• **SUPPLIED TEXT**
⁂

NEPD Staff Writer: Dan Hope
Just two days away from the 2013 NFL draft, it’s the time of the season where projected first-round picks start to come out of the woodworks. Suddenly, a player who no one has been projecting in Round 1 all year starts being rumored to a team late in the first round, or one reported visit or phone call from a prospect with a team picking early propels that player into the high picks of many NFL mock drafts.
Some players, however, never generate the buzz until the draft itself comes around. Each year, there are NFL prospects who are overlooked by the majority of the draft media, only to be selected considerably higher than most projected them to be picked.
That may not necessarily apply to most of these players — we will find out on Thursday, Friday and Saturday where each player’s true draft stock, at least in the mind of the teams that draft them, lies. The following players, however, are one player at each position who has not gotten as much attention as his peers leading up to the start of the draft, even though each of these players belong at the very least to be part of the discussion.
*Rankings from FRX’s Play The Draft, which are compiled based upon analysts’ mock drafts, are included to provide context to where these prospects are ranked among one consensus projection (if you haven’t already, join NEPD’s Play the Draft contest). Unranked players are players who have no projections within the first three rounds of the draft.
QB: Ryan Griffin, Tulane
There may not be any truly overlooked prospect at the quarterback position in the 2013 NFL draft class — the top 10 quarterbacks in the draft class have all received plenty of attention in recent months — but if there is one sleeper quarterback who could be viewed as a developmental prospect with starting potential, and end up sneaking his way into the top 10 quarterbacks drafted, that player would be Tulane’s Ryan Griffin.
Griffin has the physical tools to succeed as a pocket passer, with great size (6’4”, 221), a good arm and solid footwork. He was not a standout in college, but he is an experienced four-year starter who can make the challenging downfield throws the NFL requires and was the star of this year’s Texas vs. the Nation all-star game. If he can quicker with his reads and more consistently accurate, he has enough talent to at least become a solid No. 2 quarterback on an NFL depth chart.
RB: Mike Gillislee, Florida
FRX: No. 11 RB (No. 137 overall)
Running back ratings vary greatly this year, in a class that has many quality backs worth a Day 2 draft pick but no sure first-round backs, but one player who is consistently ranked too low in most running back rankings is Florida’s Mike Gillislee.
Gillislee’s power, speed and measurables do not stand out, but while not a flashy runner, he is one of the most complete running backs in the 2013 draft class. He is terrific at finding holes: he has great vision, is a decisive runner and his running style is defined by his smooth cuts in the open field. He is also a tough runner who uses his 208-pound body well to take on contact and extend runs.
Gillislee has good hands and catches the ball well out of the backfield, while he is also effective at picking up blitzes as a pass blocker. He can play on any down in the NFL, and has the potential to be a very good feature back in an offense that values him.
WR: Robert Woods, USC
FRX: No. 6 WR (No. 45 overall)
Robert Woods is the only player on this list actually receiving first-round consideration from many draft prognosticators — but he still fits the bill as an overlooked prospect among wide receivers. While some draft projections have Woods falling as far as the late second round, he should be considered a sure-fire first-round pick.

⁂

• **WHAT YOU WILL DO**
**A.** According to the article on overlooked 2013 NFL draft prospects, which player was the star of this year's Texas vs. the Nation all-star game?
**B.** Pick up the article on overlooked 2013 NFL draft prospects at the point where it stops, carrying on with the discussion of Robert Woods.
The listing that follows has no connection to the article on overlooked 2013 NFL draft prospects.

• **COLLECTED DATA**
⁂

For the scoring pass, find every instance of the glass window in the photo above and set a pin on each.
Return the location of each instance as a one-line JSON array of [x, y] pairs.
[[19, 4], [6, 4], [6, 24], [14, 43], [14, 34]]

⁂

• **THE ANSWERS**
**A.** Ryan Griffin, the quarterback from Tulane.

**B.**
While Woods is the No. 6 receiver in FRX’s rankings, he is at the top of my personal rankings (and No. 3 among NEPD’s rankings). Woods may not stand out on his measurables, but he is the most complete wideout in the draft class. He has excellent hands, runs great routes, can go up to make the tough catch, plays with physicality and has the subtle quickness and enough speed in the open field to make big plays.
Woods can be a go-to receiver in any offense, can line up both outside and inside and is not afraid to go over the middle to make plays. He is likely to be drafted after Tavon Austin and Cordarrelle Patterson, who are more flashy playmakers and more dynamic athletes, but Woods is a deserving first-round pick who could much higher than people expect.
In my most recent mock draft, Woods is projected as the New England Patriots’ No. 29 overall selection — but even they will be likely to get him at that slot.
TE: Mychal Rivera, Tennessee
There is significant separation between the draft class’ top three tight ends (Notre Dame’s Tyler Eifert, Stanford’s Zach Ertz, Cincinnati’s Travis Kelce) and the rest of the class at the position, but one tight end who has a shot to sneak into the top five tight ends drafted is Tennessee’s Mychal Rivera.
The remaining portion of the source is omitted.